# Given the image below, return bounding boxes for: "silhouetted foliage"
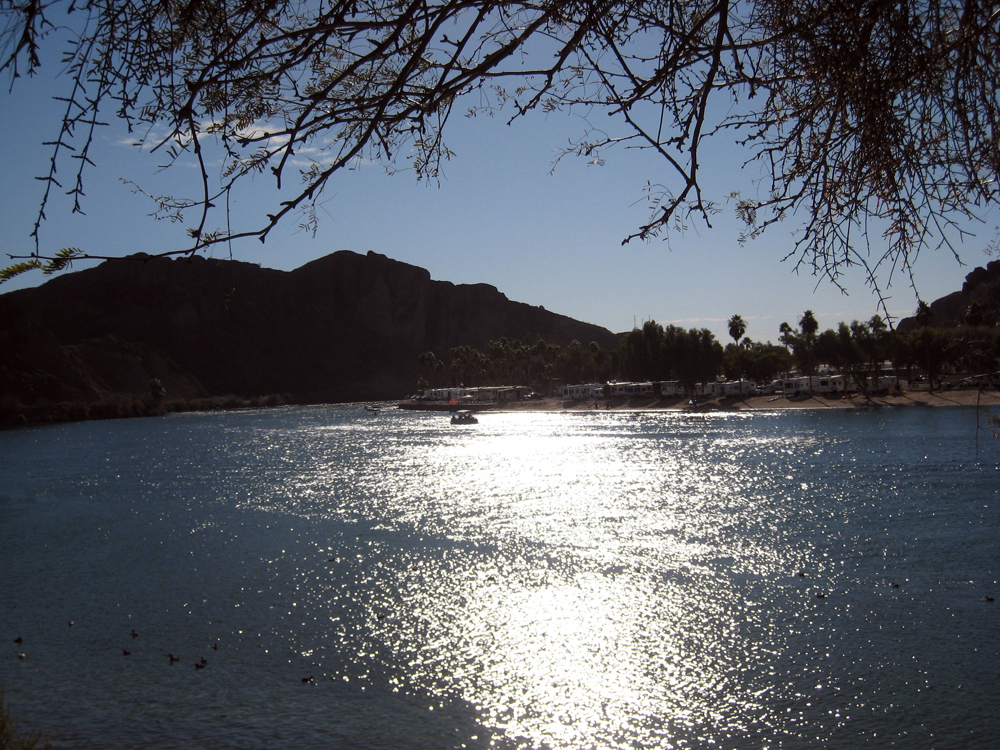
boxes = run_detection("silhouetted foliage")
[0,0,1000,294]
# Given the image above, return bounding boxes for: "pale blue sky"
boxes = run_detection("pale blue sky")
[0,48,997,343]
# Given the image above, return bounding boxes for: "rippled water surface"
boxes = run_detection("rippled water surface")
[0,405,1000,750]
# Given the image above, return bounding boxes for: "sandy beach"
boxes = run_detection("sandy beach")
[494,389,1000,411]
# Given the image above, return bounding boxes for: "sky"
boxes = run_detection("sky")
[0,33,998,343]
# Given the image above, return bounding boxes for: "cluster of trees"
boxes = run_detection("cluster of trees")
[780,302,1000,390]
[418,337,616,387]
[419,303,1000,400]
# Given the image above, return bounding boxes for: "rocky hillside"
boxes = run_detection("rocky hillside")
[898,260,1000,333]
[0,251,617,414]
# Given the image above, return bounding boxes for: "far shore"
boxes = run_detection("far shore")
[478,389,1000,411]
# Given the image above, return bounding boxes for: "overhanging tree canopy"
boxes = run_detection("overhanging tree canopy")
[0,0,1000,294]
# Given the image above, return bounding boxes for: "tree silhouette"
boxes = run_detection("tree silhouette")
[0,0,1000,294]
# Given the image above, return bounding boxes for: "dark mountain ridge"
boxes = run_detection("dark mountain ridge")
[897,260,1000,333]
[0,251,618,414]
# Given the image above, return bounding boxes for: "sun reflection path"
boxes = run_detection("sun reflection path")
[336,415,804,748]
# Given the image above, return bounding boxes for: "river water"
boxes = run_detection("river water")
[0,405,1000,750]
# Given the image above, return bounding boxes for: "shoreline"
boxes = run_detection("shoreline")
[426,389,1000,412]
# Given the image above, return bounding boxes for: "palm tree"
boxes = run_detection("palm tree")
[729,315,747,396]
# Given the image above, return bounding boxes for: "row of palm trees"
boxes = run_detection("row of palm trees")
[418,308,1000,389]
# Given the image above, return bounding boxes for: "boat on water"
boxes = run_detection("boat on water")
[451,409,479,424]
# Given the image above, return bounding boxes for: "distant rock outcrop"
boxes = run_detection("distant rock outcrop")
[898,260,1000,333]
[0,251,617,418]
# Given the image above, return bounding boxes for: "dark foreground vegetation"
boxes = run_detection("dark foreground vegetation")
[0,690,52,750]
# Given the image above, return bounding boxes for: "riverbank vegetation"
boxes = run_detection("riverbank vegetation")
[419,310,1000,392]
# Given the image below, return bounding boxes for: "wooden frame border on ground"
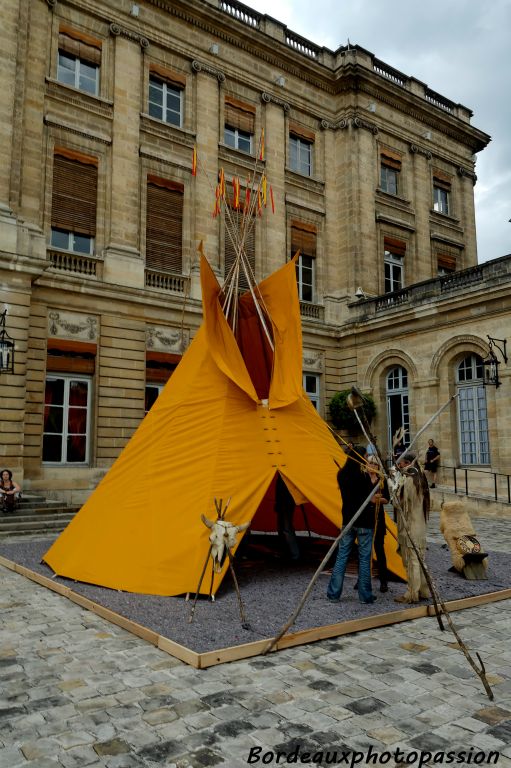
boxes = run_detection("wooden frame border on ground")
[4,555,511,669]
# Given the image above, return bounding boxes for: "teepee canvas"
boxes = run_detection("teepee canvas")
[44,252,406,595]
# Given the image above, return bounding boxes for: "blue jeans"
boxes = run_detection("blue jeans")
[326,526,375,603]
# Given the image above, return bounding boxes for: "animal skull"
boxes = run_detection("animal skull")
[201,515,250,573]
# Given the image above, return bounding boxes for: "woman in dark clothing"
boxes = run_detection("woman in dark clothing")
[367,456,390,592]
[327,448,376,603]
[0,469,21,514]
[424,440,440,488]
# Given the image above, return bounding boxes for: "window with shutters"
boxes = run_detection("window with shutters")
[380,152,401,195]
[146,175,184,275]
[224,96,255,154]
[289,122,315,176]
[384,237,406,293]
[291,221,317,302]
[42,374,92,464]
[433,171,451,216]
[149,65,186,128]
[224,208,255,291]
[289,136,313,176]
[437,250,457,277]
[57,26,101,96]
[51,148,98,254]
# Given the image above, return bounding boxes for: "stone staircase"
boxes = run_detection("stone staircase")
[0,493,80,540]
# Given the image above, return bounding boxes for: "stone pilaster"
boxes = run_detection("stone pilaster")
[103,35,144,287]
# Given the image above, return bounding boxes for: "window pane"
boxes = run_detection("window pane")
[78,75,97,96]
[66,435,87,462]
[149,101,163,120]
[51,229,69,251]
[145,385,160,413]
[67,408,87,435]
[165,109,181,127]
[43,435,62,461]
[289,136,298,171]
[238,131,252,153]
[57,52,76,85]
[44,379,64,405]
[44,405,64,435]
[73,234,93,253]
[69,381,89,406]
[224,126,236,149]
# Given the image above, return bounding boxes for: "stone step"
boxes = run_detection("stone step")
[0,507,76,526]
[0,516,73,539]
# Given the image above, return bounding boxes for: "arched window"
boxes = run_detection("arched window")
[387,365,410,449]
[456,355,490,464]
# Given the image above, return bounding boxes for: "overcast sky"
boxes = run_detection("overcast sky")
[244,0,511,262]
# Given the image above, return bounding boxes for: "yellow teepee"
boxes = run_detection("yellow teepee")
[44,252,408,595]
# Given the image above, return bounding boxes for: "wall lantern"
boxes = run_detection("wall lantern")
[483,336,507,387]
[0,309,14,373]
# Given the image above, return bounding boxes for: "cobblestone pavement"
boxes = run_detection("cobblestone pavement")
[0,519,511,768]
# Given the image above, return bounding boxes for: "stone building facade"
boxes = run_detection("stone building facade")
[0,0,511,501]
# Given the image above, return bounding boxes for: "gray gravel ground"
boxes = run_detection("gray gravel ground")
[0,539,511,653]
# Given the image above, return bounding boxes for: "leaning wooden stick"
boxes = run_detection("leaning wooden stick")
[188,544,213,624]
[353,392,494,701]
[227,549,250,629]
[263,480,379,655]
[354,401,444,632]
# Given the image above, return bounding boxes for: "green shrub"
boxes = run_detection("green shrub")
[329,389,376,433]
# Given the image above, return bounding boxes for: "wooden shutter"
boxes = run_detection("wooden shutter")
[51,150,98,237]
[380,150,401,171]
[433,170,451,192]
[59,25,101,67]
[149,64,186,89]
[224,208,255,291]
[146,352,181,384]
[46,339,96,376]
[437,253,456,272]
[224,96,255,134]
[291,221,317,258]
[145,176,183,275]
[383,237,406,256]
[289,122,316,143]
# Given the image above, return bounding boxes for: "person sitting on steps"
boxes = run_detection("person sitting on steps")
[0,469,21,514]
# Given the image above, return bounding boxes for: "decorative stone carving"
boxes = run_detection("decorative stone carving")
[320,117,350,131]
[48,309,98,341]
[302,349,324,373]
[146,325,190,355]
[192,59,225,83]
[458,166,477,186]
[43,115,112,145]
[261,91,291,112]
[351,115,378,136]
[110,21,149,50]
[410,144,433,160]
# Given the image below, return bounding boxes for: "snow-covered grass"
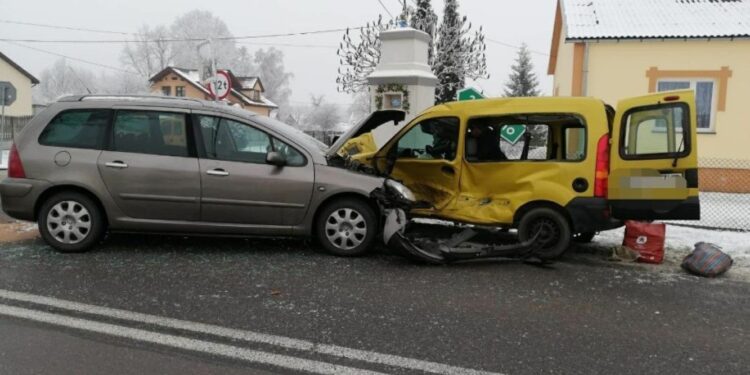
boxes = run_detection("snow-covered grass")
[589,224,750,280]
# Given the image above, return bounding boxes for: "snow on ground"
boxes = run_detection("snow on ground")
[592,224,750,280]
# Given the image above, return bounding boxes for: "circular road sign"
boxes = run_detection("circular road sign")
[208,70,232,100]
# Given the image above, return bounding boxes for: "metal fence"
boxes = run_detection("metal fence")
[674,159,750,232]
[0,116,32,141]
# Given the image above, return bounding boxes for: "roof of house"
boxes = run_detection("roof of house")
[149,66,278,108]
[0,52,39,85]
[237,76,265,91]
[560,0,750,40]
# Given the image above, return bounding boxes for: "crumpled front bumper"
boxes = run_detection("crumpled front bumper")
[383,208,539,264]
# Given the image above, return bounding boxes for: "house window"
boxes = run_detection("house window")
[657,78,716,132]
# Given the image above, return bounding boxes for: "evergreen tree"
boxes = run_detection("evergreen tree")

◆ ◆ ◆ ◆

Written task
Please state how many lines in the entries above contain the string "palm", counting only matches with the same capitalization, and reply with the number alone.

Solved exercise
4